EXTRAIT FOURNI.
====
LA FRANCE s'apprête à renforcer sa ligne de soins de premier recours à travers le projet de loi Patients, santé et territoires, mais la Grande-Bretagne l'a largement devancée sur ce terrain, comme le rappelle une étude de la Caisse nationale d'assurance-maladie qui vient de paraître*.
Cette étude souligne que les soins primaires, «pierre angulaire du système de santé britannique», ont déjà fait l'objet de «multiples réformes depuis une quinzaine d'années». Au début des années 1990, les médecins généralistes anglais jouaient un rôle de gestionnaire de budget (fundholders) dans un système de filière de soins (rôle de gatekeepers). Après l'arrivée au pouvoir des Travaillistes en 1997, les budgets ont été confiés à des groupes de soins primaires (Primary care groups, puis Primary care trusts ou PCT). Aujourd'hui, 152 PCT anglais, organisés sur la base d'un maillage territorial, sont responsables de l'ensemble des soins de première ligne pour une population donnée (330 000 habitants en moyenne). Les PCT gèrent «plus de 80% des dépenses totales du NHS» (National Health Service). Ils chapeautent chacun environ 50 cabinets de médecine générale en moyenne, passent des contrats avec d'autres professionnels indépendants, emploient directement du personnel soignant (infirmiers à domicile, kinés salariés…), et « achètent » des soins hospitaliers aux NHS Trusts pour la population couverte.
====
Entrées du jeu de données:
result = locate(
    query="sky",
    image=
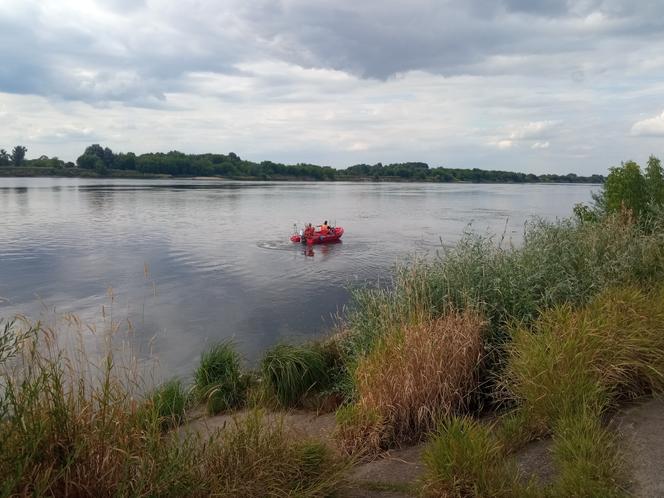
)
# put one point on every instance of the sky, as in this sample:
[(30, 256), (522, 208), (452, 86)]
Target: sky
[(536, 86)]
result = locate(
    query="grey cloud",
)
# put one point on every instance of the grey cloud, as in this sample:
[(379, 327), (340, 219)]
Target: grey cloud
[(136, 52)]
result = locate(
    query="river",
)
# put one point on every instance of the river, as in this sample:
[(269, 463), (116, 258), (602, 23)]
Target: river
[(190, 262)]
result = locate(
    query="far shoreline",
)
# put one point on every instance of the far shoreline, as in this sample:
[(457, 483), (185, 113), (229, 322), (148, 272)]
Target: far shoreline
[(122, 174)]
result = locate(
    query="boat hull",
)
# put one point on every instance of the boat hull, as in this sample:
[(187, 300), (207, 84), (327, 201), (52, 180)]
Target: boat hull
[(319, 238)]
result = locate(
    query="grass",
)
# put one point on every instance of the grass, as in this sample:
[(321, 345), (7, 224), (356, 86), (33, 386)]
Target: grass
[(361, 432), (560, 262), (83, 429), (291, 372), (464, 459), (169, 402), (420, 373), (587, 459), (259, 459), (573, 360), (218, 379), (564, 373)]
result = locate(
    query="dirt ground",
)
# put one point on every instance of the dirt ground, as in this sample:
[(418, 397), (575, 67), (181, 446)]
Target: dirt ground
[(395, 474)]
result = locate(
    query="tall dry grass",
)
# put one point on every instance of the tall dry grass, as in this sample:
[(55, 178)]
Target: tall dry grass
[(572, 360), (559, 262), (79, 425), (414, 377)]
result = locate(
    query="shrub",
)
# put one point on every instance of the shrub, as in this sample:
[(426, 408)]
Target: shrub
[(291, 372), (218, 378), (425, 371), (463, 459)]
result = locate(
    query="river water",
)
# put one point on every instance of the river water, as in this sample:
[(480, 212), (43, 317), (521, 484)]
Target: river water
[(190, 262)]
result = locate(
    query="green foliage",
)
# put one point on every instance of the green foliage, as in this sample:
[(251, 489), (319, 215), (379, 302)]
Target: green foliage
[(655, 181), (257, 458), (464, 459), (625, 187), (587, 459), (67, 434), (579, 361), (231, 165), (291, 372), (169, 402), (628, 189), (18, 155), (559, 262), (218, 379)]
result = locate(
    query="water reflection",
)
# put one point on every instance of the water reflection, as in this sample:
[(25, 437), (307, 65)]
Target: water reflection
[(221, 263)]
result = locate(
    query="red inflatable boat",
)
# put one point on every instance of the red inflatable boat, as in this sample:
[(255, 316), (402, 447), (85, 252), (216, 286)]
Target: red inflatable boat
[(332, 235)]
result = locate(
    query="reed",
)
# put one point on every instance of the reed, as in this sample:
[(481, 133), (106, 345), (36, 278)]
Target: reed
[(464, 459), (292, 372), (587, 459), (168, 402), (77, 425), (421, 373), (559, 262), (414, 377), (572, 360), (219, 382)]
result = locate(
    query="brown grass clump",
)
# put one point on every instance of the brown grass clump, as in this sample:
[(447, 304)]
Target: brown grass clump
[(80, 426), (418, 375)]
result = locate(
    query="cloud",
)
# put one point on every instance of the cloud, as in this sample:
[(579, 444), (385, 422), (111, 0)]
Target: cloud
[(534, 130), (478, 84), (650, 127)]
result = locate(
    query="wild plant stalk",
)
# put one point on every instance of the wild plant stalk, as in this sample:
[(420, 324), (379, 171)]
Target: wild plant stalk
[(412, 378), (218, 378), (66, 433), (559, 262), (292, 372)]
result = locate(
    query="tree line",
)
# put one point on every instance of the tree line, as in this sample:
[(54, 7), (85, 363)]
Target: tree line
[(104, 161)]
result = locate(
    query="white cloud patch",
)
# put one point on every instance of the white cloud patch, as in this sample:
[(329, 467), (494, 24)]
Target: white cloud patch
[(468, 84), (651, 127)]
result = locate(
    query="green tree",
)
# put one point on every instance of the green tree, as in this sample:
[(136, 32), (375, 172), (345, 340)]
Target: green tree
[(626, 188), (18, 155), (655, 181)]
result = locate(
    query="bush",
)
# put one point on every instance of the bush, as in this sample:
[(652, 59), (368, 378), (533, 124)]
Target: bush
[(572, 361), (292, 372), (463, 459), (421, 373), (218, 379)]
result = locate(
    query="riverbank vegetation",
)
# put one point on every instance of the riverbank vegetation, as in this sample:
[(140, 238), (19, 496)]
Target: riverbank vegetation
[(78, 425), (98, 161), (476, 352)]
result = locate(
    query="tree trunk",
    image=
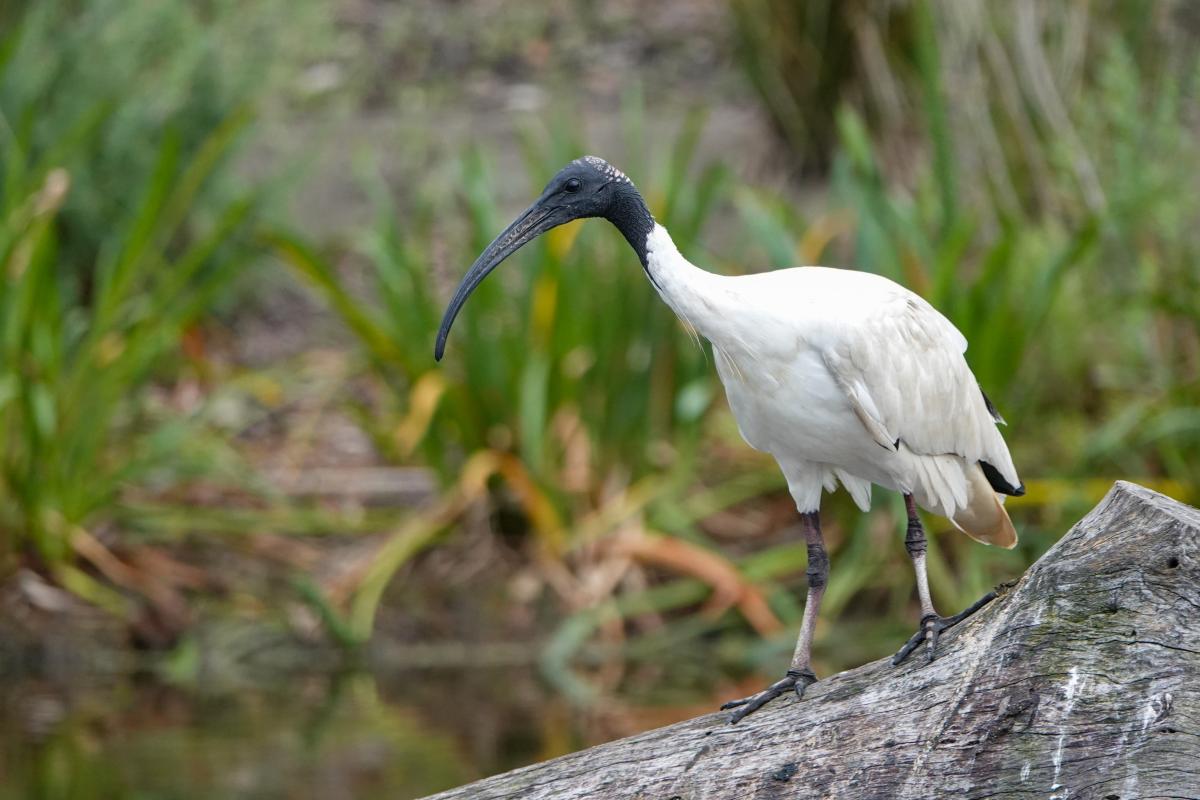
====
CONSIGNES DES TÂCHES.
1/ Dressez la liste des actions que l'extrait fourni attribue aux PCT dans la phrase qui commence par « Ils chapeautent ».
2/ D'après l'extrait fourni, pourquoi la Grande-Bretagne a-t-elle devancé la France dans le renforcement des soins de premier recours ? Répondez en une à trois phrases.
3/ Reproduisez le passage de l'extrait fourni qui commence aux mots "LA FRANCE s'apprête" et s'arrête après les mots "vient de paraître*.".

RÉPONSES AUX TÂCHES.
1/
- Ils chapeautent chacun environ 50 cabinets de médecine générale en moyenne.
- Ils passent des contrats avec d'autres professionnels indépendants.
- Ils emploient directement du personnel soignant (infirmiers à domicile, kinés salariés…).
- Ils « achètent » des soins hospitaliers aux NHS Trusts pour la population couverte.

2/ L'étude de la Caisse nationale d'assurance-maladie souligne que les soins primaires britanniques, « pierre angulaire du système de santé britannique », ont déjà fait l'objet de « multiples réformes depuis une quinzaine d'années ». La France, elle, ne fait que s'apprêter à renforcer cette ligne de soins avec le projet de loi Patients, santé et territoires.

3/
LA FRANCE s'apprête à renforcer sa ligne de soins de premier recours à travers le projet de loi Patients, santé et territoires, mais la Grande-Bretagne l'a largement devancée sur ce terrain, comme le rappelle une étude de la Caisse nationale d'assurance-maladie qui vient de paraître*.